TO DO:
Reproduce the following lines word for word, from the line with "the navy cap" through the end of the entries.

START DATA LINES

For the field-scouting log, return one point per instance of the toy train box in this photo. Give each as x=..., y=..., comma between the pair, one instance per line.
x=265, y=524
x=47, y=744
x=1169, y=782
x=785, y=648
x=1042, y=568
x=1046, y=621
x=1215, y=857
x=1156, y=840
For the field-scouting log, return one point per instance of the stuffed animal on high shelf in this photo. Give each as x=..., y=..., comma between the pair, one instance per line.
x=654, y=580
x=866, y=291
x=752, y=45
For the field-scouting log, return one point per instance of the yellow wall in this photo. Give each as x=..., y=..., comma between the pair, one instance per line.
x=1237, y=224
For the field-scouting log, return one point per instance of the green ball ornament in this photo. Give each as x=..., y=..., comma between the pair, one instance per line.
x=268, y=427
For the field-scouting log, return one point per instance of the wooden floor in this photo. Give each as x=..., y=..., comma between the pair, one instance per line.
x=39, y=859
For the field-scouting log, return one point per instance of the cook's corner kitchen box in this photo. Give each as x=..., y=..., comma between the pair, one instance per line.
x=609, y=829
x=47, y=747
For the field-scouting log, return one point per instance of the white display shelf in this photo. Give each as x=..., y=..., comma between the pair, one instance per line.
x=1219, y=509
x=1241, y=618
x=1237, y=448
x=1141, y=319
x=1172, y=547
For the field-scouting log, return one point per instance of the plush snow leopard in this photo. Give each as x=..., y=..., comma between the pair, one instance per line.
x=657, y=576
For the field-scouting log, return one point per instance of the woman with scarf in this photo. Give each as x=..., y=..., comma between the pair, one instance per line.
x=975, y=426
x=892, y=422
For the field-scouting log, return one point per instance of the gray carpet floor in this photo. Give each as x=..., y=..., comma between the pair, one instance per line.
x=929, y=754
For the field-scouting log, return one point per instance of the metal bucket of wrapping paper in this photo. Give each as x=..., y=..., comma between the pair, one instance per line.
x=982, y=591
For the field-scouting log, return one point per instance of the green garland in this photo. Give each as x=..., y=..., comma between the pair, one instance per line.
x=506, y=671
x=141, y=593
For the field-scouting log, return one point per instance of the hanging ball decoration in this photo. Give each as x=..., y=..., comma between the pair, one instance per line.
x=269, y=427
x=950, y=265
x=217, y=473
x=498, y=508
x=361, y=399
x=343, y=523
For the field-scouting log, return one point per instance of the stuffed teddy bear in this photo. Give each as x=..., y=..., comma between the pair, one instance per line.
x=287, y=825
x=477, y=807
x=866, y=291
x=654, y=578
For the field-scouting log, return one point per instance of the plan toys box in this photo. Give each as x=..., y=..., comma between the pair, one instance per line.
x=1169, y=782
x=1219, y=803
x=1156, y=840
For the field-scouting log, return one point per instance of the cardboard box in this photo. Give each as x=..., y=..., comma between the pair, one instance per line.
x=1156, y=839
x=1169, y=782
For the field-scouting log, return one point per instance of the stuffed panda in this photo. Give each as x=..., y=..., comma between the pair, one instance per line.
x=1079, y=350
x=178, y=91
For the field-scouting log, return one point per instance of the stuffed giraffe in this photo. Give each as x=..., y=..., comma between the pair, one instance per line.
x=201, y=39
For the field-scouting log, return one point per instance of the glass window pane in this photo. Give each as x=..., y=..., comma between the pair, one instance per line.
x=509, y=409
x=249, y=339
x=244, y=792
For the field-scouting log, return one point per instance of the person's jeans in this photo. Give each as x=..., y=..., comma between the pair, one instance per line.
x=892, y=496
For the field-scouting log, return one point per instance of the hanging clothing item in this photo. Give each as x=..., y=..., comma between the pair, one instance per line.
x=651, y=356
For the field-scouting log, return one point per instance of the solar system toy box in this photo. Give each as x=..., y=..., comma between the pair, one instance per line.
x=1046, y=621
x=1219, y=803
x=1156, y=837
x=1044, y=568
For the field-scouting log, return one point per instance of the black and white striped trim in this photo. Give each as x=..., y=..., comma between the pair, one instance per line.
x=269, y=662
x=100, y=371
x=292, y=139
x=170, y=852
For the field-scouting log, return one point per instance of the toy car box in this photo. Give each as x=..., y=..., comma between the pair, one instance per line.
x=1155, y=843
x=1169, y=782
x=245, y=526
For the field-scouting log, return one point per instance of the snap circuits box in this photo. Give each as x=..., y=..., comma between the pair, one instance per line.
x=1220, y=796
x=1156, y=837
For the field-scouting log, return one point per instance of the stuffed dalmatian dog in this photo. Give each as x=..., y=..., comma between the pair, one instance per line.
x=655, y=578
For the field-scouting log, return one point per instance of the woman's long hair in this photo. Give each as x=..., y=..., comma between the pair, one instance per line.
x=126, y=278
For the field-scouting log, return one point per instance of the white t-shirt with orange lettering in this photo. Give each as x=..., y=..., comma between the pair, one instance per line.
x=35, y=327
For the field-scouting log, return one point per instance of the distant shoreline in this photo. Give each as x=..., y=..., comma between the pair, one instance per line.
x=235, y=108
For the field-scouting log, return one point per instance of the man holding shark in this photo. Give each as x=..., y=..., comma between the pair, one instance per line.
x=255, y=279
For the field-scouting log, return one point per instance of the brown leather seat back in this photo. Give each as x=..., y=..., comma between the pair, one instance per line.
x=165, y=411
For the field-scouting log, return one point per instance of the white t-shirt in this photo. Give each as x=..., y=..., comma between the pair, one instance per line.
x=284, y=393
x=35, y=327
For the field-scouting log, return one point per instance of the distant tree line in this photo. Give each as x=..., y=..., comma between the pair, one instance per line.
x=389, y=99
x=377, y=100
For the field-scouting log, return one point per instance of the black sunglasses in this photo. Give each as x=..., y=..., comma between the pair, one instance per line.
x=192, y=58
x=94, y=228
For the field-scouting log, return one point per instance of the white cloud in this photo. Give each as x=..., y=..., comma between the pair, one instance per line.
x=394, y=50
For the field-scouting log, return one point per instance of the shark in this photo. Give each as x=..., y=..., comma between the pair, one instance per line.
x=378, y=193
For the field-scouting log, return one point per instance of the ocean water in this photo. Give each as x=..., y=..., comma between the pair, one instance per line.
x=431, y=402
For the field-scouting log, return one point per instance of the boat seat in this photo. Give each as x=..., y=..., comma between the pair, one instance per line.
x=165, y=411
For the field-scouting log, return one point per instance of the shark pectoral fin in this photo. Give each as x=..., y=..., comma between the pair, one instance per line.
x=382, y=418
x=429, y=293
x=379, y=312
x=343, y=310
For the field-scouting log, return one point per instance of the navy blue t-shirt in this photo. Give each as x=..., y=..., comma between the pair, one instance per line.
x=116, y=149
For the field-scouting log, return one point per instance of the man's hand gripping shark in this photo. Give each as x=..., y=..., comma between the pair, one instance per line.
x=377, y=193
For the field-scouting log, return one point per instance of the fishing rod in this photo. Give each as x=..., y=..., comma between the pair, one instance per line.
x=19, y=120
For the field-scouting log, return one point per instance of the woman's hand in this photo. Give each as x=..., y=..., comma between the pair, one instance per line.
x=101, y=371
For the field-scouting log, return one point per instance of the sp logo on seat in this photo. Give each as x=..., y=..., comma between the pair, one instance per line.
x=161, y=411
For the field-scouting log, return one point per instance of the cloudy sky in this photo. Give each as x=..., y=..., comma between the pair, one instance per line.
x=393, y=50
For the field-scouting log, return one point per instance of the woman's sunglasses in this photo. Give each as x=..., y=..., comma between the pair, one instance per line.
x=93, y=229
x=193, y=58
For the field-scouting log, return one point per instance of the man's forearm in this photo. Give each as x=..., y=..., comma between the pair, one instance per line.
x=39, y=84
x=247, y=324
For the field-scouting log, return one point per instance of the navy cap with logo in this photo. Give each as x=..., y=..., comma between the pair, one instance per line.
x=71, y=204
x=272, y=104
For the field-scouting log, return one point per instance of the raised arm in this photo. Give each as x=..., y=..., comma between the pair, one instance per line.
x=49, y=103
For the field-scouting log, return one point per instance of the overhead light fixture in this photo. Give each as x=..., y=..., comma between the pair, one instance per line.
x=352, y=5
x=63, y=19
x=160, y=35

END DATA LINES

EXERCISE SOLUTION:
For the field-scouting log, return one point per instance of the navy cap with logo in this photo. Give each as x=..., y=..., comma between the pair, one instance per line.
x=71, y=204
x=272, y=104
For the field-scouting log, return one point per instance of the raised arm in this photo. Give each as x=..., y=..., comma between the pair, one instance per line.
x=49, y=103
For the field-scouting log, return one point per instance of the overhead light fixture in this photo. Give each as x=..., y=..., comma between the pair, one instance per line.
x=352, y=5
x=63, y=19
x=160, y=35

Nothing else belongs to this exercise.